**EXCERPTED RECORDS:**
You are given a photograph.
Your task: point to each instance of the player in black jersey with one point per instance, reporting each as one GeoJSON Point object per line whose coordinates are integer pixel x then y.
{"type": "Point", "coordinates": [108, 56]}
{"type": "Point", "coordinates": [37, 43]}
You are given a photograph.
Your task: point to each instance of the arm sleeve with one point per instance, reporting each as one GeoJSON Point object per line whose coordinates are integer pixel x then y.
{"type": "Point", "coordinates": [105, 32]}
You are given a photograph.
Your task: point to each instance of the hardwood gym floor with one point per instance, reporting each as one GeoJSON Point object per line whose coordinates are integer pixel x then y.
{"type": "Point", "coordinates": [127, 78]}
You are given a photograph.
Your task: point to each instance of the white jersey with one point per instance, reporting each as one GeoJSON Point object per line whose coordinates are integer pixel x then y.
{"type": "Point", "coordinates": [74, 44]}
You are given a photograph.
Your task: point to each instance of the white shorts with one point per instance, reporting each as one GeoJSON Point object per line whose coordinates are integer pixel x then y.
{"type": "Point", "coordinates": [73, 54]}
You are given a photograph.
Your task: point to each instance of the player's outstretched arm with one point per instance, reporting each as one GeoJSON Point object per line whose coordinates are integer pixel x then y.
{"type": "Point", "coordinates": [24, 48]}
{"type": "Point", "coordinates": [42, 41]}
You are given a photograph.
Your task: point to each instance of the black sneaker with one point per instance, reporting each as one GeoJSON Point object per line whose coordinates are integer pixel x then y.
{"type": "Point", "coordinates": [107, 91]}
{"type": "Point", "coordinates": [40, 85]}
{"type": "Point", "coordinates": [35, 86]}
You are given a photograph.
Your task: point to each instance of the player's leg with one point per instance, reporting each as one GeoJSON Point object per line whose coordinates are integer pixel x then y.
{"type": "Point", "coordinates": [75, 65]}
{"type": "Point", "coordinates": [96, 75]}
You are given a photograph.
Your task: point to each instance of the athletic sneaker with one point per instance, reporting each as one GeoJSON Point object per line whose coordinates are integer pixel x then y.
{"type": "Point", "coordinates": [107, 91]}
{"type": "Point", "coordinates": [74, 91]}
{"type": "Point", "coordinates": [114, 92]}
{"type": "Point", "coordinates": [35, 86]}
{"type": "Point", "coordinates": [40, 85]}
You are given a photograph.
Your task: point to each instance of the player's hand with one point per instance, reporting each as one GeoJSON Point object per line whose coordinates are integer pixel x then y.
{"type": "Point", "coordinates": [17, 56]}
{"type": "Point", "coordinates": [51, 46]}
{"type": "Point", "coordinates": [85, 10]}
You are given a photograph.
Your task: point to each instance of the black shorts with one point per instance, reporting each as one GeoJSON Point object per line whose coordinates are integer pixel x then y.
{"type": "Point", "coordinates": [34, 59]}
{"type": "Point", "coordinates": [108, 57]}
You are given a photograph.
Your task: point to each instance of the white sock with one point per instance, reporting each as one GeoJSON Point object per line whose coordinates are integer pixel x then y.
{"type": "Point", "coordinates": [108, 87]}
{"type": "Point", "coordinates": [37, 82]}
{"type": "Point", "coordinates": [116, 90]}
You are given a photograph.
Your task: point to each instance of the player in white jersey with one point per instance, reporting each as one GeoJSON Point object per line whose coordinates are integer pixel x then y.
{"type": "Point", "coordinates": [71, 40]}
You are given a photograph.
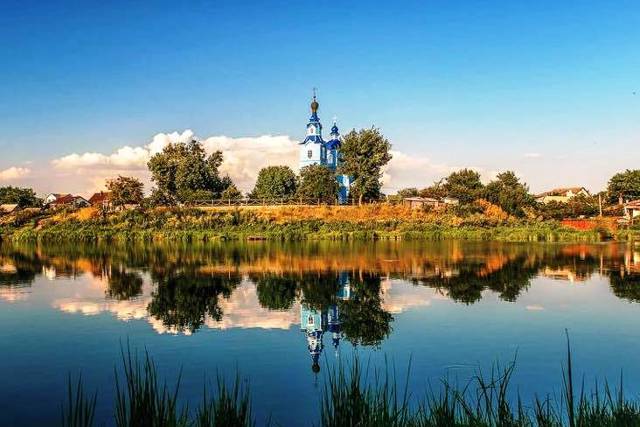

**PROBLEM DETAILS:** Reproduce the whole listing verbatim. Pictures stay out of the copy.

**YOUR SOLUTION:**
You are given a photograph.
Your task: point to each instance of the player in black jersey with one point per instance, reporting each as one GeoJSON Point object per line whose coordinates are integer pixel x then y.
{"type": "Point", "coordinates": [108, 56]}
{"type": "Point", "coordinates": [37, 43]}
You are given a photograph.
Your task: point to each instance of the arm sleeve with one point per instance, reporting each as one GeoJSON Point object per line whose coordinates are integer pixel x then y.
{"type": "Point", "coordinates": [105, 32]}
You are given a photograph.
Your task: point to each instance of the hardwood gym floor with one point per instance, reporting each as one GeoJSON Point object per line whose coordinates are integer pixel x then y.
{"type": "Point", "coordinates": [127, 78]}
You are given a photograph.
Your task: point to each instance of the white jersey with one point per instance, reporting each as one GeoJSON Point object per line whose coordinates are integer pixel x then y.
{"type": "Point", "coordinates": [74, 44]}
You are given a photograph.
Your task: point to each instance of the white shorts with one point per instance, reporting each as one GeoJSON Point object per line whose coordinates are integer pixel x then y.
{"type": "Point", "coordinates": [73, 54]}
You are given a photograph.
Your task: point to each instance of the player's outstretched arm with one point per instance, reporting each as one GeoJSON Point object per line whose coordinates are integer pixel x then y.
{"type": "Point", "coordinates": [24, 48]}
{"type": "Point", "coordinates": [42, 41]}
You are given a photograph.
Your task: point to each instance of the black sneaker with one point per instance, reporting each as one GeoJSON Point object per line whose coordinates are integer pixel x then y.
{"type": "Point", "coordinates": [107, 91]}
{"type": "Point", "coordinates": [40, 85]}
{"type": "Point", "coordinates": [35, 86]}
You are given a photograph.
Your task: point to each instance of the player's leg with one point per instance, reporting each as one GeoJSON Point object per line whose coordinates are integer pixel x then y.
{"type": "Point", "coordinates": [75, 65]}
{"type": "Point", "coordinates": [96, 75]}
You are given a photograph.
Your task: point to each instance of the athletic sneaker with one point per instance, reporting each as one GeoJSON Point object per line whose coordinates are integer pixel x then y.
{"type": "Point", "coordinates": [107, 91]}
{"type": "Point", "coordinates": [74, 91]}
{"type": "Point", "coordinates": [114, 92]}
{"type": "Point", "coordinates": [35, 86]}
{"type": "Point", "coordinates": [40, 85]}
You are given a photograph.
Your task: point to each instance of the player's hand with one point per instance, reporting each as one GeoJSON Point object per line whose coordinates are integer pixel x then y.
{"type": "Point", "coordinates": [17, 56]}
{"type": "Point", "coordinates": [51, 46]}
{"type": "Point", "coordinates": [85, 10]}
You are given a photograph.
Your task: point to each instance of the black shorts with one point per instance, reporting each as one GeoJSON Point object per line whose coordinates are integer pixel x then y.
{"type": "Point", "coordinates": [34, 59]}
{"type": "Point", "coordinates": [108, 57]}
You are given a photograph.
Your task: point to each instance of the white sock with one point per instance, reporting each as one GeoJSON Point object per line whose coordinates are integer pixel x then y.
{"type": "Point", "coordinates": [108, 87]}
{"type": "Point", "coordinates": [37, 82]}
{"type": "Point", "coordinates": [116, 90]}
You are given a photograph.
Your task: point to each instance of the player in white jersey with one point per instance, reporting each as one GeoJSON Point object per line whose coordinates are integer pixel x then y.
{"type": "Point", "coordinates": [71, 40]}
You are given a photograph.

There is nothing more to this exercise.